Reproduce the records below, replacing every occurrence of "instance" with "occurrence" and leaving everything else unchanged.

--- start of Record list ---

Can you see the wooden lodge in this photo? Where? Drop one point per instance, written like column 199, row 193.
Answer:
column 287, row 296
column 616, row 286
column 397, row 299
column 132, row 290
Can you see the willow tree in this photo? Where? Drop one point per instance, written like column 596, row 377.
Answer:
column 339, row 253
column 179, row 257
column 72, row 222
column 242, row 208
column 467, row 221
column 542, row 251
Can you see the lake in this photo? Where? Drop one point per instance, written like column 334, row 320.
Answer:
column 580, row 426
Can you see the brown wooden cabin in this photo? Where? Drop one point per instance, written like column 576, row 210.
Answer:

--- end of Record list ---

> _Task solution_:
Can you see the wooden lodge in this photo? Where? Drop one point per occurrence, written like column 199, row 193.
Answer:
column 287, row 296
column 616, row 286
column 397, row 299
column 132, row 290
Can you see the willow tree in this photo? Where? Drop one point per occurrence, written like column 596, row 377.
Answer:
column 339, row 253
column 179, row 257
column 72, row 222
column 242, row 208
column 467, row 221
column 542, row 251
Can you see the lake in this photo? Where? Drop one point per occurrence, written like column 334, row 320.
Answer:
column 580, row 426
Can you see the brown wooden cabin in this photo? Where? Drop one point per occurrence, written like column 576, row 210.
Answer:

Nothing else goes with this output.